Your objective:
Extract from the records below each line that contains the word "plant", and copy every such line in full.

⟨

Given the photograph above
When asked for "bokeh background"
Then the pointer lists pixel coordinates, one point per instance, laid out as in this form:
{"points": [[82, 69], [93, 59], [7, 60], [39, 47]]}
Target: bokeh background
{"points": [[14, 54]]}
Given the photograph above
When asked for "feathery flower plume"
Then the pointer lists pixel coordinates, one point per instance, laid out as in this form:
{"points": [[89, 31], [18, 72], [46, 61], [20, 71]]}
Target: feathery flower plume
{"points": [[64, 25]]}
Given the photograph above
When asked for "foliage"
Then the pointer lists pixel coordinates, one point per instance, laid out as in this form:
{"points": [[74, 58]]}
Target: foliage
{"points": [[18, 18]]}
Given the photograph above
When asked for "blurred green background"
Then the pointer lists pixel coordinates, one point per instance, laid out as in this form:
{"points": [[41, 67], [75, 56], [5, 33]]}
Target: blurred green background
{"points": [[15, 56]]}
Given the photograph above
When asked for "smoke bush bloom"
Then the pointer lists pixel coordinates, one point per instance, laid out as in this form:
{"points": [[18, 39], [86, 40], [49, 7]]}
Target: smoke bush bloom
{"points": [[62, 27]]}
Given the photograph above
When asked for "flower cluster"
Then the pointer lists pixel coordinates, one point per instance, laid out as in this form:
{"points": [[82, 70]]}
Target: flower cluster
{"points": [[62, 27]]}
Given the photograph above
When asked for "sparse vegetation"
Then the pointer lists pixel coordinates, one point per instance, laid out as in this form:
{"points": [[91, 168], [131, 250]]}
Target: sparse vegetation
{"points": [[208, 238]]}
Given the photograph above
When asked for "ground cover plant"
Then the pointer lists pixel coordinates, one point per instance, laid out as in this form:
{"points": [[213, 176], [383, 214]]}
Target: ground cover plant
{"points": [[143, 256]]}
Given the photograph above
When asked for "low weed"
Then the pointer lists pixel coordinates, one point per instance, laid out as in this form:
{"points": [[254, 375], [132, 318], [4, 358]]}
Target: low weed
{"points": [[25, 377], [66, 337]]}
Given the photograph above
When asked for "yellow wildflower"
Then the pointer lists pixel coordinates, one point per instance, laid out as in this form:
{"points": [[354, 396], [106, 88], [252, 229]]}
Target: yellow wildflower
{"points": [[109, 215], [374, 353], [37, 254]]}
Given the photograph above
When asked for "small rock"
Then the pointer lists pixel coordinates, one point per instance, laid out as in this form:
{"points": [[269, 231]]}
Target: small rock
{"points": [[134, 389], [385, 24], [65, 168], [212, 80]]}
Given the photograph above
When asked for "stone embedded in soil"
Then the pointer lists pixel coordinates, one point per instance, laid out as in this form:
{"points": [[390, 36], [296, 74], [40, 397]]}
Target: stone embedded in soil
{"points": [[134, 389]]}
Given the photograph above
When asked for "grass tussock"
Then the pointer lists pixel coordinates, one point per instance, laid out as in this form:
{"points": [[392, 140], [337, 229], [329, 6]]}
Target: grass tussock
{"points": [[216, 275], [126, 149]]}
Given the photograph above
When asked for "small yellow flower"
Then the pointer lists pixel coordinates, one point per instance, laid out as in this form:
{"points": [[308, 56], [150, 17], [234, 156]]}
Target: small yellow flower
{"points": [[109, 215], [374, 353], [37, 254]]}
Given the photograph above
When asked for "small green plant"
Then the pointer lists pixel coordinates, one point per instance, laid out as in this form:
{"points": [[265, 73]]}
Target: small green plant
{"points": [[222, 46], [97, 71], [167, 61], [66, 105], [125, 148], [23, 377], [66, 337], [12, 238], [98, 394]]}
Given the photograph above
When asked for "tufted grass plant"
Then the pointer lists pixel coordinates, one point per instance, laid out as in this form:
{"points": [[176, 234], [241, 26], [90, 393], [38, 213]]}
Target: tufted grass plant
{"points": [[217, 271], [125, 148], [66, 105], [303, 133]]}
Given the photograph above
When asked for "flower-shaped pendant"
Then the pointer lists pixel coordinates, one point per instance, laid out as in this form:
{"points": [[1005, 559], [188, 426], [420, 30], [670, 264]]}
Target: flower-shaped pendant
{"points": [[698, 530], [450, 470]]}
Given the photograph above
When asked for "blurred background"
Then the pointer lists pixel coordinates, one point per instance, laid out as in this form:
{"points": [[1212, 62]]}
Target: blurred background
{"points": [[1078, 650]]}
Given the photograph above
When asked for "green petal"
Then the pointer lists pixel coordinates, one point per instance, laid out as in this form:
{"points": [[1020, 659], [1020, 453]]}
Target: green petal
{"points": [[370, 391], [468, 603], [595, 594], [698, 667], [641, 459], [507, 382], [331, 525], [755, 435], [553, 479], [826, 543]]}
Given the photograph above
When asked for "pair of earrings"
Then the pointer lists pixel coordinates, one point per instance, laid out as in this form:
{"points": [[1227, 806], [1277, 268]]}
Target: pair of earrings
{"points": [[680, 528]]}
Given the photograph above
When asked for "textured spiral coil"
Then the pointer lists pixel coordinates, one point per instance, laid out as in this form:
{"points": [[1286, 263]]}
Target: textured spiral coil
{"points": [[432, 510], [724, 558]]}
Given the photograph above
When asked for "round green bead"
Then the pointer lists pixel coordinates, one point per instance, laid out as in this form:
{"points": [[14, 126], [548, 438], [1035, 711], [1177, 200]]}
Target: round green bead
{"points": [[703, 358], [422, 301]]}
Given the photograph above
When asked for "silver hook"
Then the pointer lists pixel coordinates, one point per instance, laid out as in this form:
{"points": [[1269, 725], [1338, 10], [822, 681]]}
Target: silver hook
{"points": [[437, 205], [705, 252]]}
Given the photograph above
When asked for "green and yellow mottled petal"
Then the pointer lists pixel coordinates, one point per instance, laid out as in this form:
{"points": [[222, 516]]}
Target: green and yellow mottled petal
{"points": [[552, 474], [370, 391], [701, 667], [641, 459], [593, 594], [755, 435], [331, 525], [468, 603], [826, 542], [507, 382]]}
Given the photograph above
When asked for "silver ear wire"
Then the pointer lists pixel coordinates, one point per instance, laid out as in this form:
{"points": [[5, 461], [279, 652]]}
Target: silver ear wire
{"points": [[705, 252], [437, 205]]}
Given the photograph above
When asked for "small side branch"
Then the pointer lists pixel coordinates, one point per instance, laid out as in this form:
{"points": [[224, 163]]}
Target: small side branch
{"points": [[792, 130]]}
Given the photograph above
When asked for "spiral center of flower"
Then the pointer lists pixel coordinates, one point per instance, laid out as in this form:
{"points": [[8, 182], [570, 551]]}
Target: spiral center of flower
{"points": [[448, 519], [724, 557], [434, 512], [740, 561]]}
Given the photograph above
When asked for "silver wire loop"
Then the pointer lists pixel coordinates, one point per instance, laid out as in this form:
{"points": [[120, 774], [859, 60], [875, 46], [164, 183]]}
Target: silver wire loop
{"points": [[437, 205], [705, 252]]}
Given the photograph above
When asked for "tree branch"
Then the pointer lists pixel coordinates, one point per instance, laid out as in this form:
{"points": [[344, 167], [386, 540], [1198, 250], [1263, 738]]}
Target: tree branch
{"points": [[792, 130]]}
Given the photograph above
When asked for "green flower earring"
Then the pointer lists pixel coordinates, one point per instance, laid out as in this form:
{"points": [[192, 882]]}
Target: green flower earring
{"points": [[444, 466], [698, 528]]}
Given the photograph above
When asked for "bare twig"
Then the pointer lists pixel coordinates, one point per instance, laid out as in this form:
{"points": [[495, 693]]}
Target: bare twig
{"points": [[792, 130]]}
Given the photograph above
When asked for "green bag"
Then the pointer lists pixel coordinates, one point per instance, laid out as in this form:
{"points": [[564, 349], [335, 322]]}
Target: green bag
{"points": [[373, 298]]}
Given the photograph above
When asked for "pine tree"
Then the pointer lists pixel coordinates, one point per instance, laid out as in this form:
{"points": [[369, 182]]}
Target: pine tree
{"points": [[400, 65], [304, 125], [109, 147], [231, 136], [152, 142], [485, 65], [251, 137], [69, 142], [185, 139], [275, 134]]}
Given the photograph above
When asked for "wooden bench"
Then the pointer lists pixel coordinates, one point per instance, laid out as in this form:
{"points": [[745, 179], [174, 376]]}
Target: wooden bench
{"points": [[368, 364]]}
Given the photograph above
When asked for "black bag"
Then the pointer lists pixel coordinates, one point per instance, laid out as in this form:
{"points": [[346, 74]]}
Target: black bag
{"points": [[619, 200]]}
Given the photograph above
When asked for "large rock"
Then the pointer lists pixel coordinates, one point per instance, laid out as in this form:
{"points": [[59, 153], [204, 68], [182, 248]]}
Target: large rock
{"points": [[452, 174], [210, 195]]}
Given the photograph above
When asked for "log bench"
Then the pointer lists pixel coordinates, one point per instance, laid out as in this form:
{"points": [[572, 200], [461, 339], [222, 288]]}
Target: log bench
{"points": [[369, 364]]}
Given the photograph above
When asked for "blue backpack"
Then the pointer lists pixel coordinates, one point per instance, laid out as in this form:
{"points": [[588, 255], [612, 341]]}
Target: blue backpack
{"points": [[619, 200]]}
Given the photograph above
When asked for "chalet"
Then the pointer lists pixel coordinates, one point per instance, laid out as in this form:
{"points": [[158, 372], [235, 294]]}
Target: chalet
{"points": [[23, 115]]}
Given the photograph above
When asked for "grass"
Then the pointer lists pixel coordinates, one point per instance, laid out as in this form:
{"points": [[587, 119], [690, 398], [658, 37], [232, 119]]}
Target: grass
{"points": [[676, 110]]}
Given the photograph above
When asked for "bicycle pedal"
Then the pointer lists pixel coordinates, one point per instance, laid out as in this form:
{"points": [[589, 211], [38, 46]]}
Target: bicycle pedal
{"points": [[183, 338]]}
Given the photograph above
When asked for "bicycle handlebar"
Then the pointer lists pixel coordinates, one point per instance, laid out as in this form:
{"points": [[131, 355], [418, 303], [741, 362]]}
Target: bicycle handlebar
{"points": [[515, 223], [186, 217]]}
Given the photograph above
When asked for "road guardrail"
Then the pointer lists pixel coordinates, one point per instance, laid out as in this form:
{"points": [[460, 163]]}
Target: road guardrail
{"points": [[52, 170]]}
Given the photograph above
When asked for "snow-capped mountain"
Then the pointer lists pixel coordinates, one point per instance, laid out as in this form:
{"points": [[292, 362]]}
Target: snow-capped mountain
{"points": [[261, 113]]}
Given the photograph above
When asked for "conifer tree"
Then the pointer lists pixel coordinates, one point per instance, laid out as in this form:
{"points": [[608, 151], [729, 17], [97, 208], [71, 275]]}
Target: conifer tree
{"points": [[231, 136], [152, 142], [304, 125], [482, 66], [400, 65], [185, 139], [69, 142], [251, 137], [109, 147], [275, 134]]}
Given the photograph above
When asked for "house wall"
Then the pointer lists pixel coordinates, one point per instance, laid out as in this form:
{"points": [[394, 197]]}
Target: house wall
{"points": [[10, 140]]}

⟩

Reply to the task:
When asked for "ground cover plant"
Target: ground cover plant
When asked for "small green plant"
Target: small green plant
When asked for "tufted grass plant"
Target: tufted grass plant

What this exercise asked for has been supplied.